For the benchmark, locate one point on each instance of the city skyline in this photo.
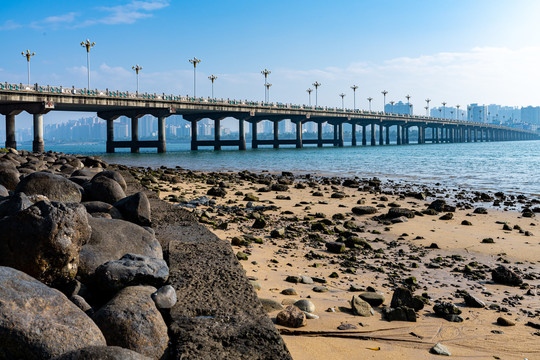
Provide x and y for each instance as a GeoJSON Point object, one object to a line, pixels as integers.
{"type": "Point", "coordinates": [479, 61]}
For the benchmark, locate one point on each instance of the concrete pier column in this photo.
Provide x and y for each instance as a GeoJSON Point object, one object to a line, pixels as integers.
{"type": "Point", "coordinates": [340, 135]}
{"type": "Point", "coordinates": [276, 134]}
{"type": "Point", "coordinates": [110, 136]}
{"type": "Point", "coordinates": [299, 143]}
{"type": "Point", "coordinates": [38, 145]}
{"type": "Point", "coordinates": [10, 132]}
{"type": "Point", "coordinates": [364, 136]}
{"type": "Point", "coordinates": [162, 144]}
{"type": "Point", "coordinates": [254, 144]}
{"type": "Point", "coordinates": [134, 134]}
{"type": "Point", "coordinates": [217, 134]}
{"type": "Point", "coordinates": [241, 135]}
{"type": "Point", "coordinates": [194, 144]}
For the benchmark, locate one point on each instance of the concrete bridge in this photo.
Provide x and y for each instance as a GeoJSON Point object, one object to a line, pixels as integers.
{"type": "Point", "coordinates": [110, 105]}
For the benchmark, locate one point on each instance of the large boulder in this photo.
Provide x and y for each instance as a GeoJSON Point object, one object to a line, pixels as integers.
{"type": "Point", "coordinates": [37, 322]}
{"type": "Point", "coordinates": [102, 353]}
{"type": "Point", "coordinates": [104, 189]}
{"type": "Point", "coordinates": [54, 187]}
{"type": "Point", "coordinates": [44, 240]}
{"type": "Point", "coordinates": [131, 270]}
{"type": "Point", "coordinates": [135, 208]}
{"type": "Point", "coordinates": [132, 321]}
{"type": "Point", "coordinates": [111, 239]}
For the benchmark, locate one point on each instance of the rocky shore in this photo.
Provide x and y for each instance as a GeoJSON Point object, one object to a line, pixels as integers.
{"type": "Point", "coordinates": [94, 266]}
{"type": "Point", "coordinates": [357, 268]}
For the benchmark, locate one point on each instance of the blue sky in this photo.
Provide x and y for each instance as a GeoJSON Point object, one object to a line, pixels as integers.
{"type": "Point", "coordinates": [456, 51]}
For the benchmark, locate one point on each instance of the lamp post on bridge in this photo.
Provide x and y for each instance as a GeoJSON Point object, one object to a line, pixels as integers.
{"type": "Point", "coordinates": [309, 95]}
{"type": "Point", "coordinates": [444, 110]}
{"type": "Point", "coordinates": [265, 72]}
{"type": "Point", "coordinates": [28, 55]}
{"type": "Point", "coordinates": [384, 92]}
{"type": "Point", "coordinates": [354, 87]}
{"type": "Point", "coordinates": [212, 78]}
{"type": "Point", "coordinates": [342, 100]}
{"type": "Point", "coordinates": [194, 61]}
{"type": "Point", "coordinates": [316, 84]}
{"type": "Point", "coordinates": [88, 45]}
{"type": "Point", "coordinates": [137, 68]}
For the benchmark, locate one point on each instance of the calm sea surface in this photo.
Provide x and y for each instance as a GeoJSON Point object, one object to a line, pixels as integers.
{"type": "Point", "coordinates": [502, 166]}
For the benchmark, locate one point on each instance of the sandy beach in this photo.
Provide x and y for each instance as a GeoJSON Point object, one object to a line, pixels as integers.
{"type": "Point", "coordinates": [438, 259]}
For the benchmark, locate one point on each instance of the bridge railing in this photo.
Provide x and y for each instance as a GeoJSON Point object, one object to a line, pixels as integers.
{"type": "Point", "coordinates": [189, 99]}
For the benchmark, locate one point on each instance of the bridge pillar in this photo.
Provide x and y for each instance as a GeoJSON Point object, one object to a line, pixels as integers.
{"type": "Point", "coordinates": [194, 144]}
{"type": "Point", "coordinates": [10, 132]}
{"type": "Point", "coordinates": [254, 144]}
{"type": "Point", "coordinates": [38, 145]}
{"type": "Point", "coordinates": [162, 144]}
{"type": "Point", "coordinates": [319, 134]}
{"type": "Point", "coordinates": [299, 143]}
{"type": "Point", "coordinates": [364, 136]}
{"type": "Point", "coordinates": [134, 134]}
{"type": "Point", "coordinates": [110, 136]}
{"type": "Point", "coordinates": [217, 134]}
{"type": "Point", "coordinates": [276, 134]}
{"type": "Point", "coordinates": [241, 135]}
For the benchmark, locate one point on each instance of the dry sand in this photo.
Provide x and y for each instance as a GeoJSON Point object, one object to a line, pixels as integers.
{"type": "Point", "coordinates": [475, 338]}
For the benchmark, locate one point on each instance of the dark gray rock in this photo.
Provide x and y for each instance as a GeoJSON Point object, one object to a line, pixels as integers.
{"type": "Point", "coordinates": [102, 353]}
{"type": "Point", "coordinates": [14, 204]}
{"type": "Point", "coordinates": [104, 189]}
{"type": "Point", "coordinates": [112, 239]}
{"type": "Point", "coordinates": [44, 240]}
{"type": "Point", "coordinates": [37, 322]}
{"type": "Point", "coordinates": [505, 276]}
{"type": "Point", "coordinates": [114, 175]}
{"type": "Point", "coordinates": [130, 270]}
{"type": "Point", "coordinates": [132, 321]}
{"type": "Point", "coordinates": [291, 316]}
{"type": "Point", "coordinates": [54, 187]}
{"type": "Point", "coordinates": [135, 208]}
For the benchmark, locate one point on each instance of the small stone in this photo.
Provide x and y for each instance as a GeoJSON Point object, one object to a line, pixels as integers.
{"type": "Point", "coordinates": [440, 349]}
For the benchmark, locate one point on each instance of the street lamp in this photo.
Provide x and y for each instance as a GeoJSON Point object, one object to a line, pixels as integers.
{"type": "Point", "coordinates": [354, 87]}
{"type": "Point", "coordinates": [316, 84]}
{"type": "Point", "coordinates": [88, 45]}
{"type": "Point", "coordinates": [265, 72]}
{"type": "Point", "coordinates": [384, 92]}
{"type": "Point", "coordinates": [444, 110]}
{"type": "Point", "coordinates": [268, 91]}
{"type": "Point", "coordinates": [342, 100]}
{"type": "Point", "coordinates": [28, 55]}
{"type": "Point", "coordinates": [194, 61]}
{"type": "Point", "coordinates": [309, 95]}
{"type": "Point", "coordinates": [137, 68]}
{"type": "Point", "coordinates": [212, 78]}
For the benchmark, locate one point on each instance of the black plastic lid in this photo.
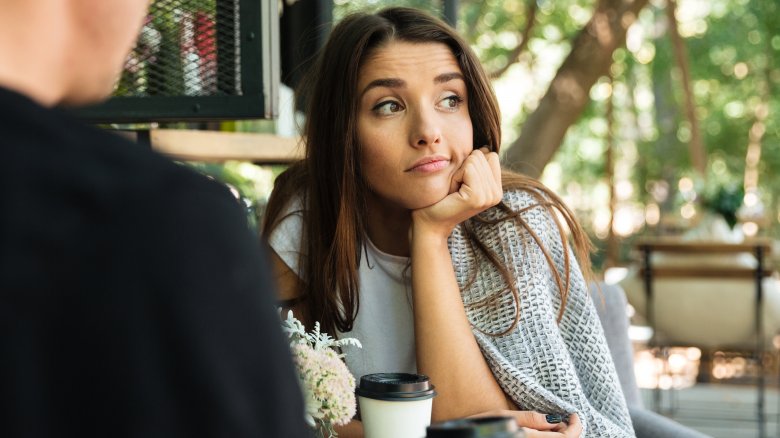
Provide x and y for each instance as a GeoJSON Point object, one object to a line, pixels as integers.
{"type": "Point", "coordinates": [396, 387]}
{"type": "Point", "coordinates": [484, 427]}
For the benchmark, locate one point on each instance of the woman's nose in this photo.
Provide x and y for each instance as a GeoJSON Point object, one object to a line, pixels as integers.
{"type": "Point", "coordinates": [425, 130]}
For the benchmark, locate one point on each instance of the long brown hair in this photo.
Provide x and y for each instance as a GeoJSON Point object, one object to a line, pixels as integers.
{"type": "Point", "coordinates": [329, 179]}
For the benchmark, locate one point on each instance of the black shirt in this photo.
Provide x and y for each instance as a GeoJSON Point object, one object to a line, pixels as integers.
{"type": "Point", "coordinates": [134, 301]}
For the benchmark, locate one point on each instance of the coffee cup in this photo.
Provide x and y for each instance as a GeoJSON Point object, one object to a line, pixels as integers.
{"type": "Point", "coordinates": [394, 405]}
{"type": "Point", "coordinates": [483, 427]}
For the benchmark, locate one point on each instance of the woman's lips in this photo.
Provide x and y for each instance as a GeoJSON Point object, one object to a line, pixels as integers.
{"type": "Point", "coordinates": [429, 165]}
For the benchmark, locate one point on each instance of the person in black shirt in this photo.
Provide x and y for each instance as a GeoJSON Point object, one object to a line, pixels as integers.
{"type": "Point", "coordinates": [134, 301]}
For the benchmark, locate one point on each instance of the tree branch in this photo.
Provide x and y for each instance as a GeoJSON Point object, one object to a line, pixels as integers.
{"type": "Point", "coordinates": [530, 21]}
{"type": "Point", "coordinates": [695, 145]}
{"type": "Point", "coordinates": [589, 59]}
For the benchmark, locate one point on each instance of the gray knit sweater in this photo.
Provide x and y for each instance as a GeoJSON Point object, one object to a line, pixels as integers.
{"type": "Point", "coordinates": [541, 364]}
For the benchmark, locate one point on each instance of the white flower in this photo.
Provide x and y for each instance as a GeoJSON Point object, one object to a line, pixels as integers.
{"type": "Point", "coordinates": [328, 386]}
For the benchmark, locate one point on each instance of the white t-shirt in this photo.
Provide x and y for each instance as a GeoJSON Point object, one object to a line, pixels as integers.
{"type": "Point", "coordinates": [385, 319]}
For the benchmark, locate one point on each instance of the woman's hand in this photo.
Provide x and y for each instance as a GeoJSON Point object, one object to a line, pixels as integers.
{"type": "Point", "coordinates": [475, 187]}
{"type": "Point", "coordinates": [536, 425]}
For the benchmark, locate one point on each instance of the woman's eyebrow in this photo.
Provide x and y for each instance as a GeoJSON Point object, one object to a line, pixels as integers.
{"type": "Point", "coordinates": [400, 83]}
{"type": "Point", "coordinates": [384, 82]}
{"type": "Point", "coordinates": [446, 77]}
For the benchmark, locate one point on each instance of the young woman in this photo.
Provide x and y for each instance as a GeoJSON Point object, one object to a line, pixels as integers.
{"type": "Point", "coordinates": [399, 228]}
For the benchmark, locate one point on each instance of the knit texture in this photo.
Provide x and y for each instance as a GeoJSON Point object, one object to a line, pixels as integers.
{"type": "Point", "coordinates": [541, 364]}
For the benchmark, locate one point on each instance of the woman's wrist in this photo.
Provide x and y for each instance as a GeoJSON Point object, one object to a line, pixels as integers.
{"type": "Point", "coordinates": [427, 233]}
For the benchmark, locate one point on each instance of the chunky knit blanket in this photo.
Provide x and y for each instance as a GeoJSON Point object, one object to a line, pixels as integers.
{"type": "Point", "coordinates": [541, 364]}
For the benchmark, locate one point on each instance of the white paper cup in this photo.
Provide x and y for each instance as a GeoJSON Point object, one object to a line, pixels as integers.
{"type": "Point", "coordinates": [394, 405]}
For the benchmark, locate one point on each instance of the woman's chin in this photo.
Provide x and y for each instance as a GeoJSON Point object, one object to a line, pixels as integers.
{"type": "Point", "coordinates": [429, 198]}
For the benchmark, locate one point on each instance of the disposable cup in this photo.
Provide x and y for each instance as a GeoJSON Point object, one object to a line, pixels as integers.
{"type": "Point", "coordinates": [395, 405]}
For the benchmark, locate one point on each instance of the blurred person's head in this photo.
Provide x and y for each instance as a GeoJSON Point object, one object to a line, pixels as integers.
{"type": "Point", "coordinates": [66, 52]}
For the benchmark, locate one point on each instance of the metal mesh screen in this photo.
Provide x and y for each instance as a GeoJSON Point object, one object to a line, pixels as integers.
{"type": "Point", "coordinates": [186, 48]}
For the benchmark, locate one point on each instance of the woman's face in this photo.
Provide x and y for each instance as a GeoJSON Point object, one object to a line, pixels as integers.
{"type": "Point", "coordinates": [413, 123]}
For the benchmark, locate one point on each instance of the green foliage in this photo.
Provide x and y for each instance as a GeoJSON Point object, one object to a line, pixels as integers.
{"type": "Point", "coordinates": [725, 200]}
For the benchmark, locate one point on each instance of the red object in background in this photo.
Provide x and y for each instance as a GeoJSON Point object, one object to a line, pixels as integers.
{"type": "Point", "coordinates": [206, 46]}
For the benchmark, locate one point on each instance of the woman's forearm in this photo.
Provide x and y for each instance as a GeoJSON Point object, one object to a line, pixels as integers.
{"type": "Point", "coordinates": [446, 348]}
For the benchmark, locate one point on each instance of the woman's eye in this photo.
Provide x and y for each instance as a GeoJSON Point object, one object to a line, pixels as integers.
{"type": "Point", "coordinates": [388, 107]}
{"type": "Point", "coordinates": [452, 102]}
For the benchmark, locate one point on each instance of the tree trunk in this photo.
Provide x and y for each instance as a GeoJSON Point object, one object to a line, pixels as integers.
{"type": "Point", "coordinates": [589, 59]}
{"type": "Point", "coordinates": [695, 144]}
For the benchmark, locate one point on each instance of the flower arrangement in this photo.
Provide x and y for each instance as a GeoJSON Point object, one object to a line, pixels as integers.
{"type": "Point", "coordinates": [328, 386]}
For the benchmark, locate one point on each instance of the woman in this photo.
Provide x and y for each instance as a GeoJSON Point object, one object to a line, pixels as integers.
{"type": "Point", "coordinates": [400, 229]}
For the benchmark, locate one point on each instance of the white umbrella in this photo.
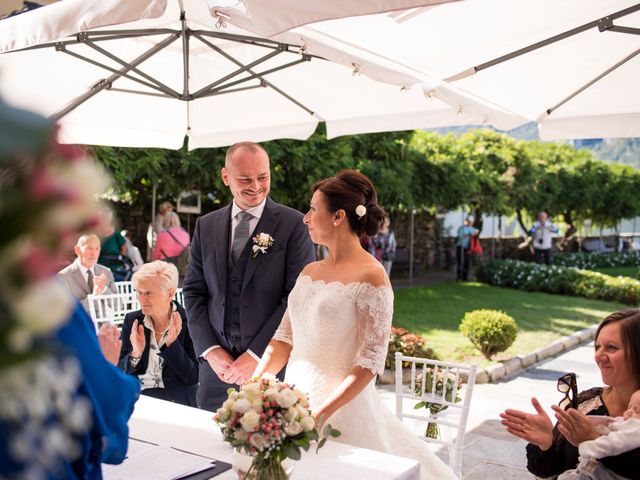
______
The request
Find each line in the records above that contains the word "shirt" and copy those lines out in full.

Answer to the problem
For the benchmark, locate one point on each instance of the black shirt in this photo.
For the benchmark, locate one point on each instance of the person in black shirt in this photo.
For the benchmark, locate one point on each instance of the white t-shirt in this photo.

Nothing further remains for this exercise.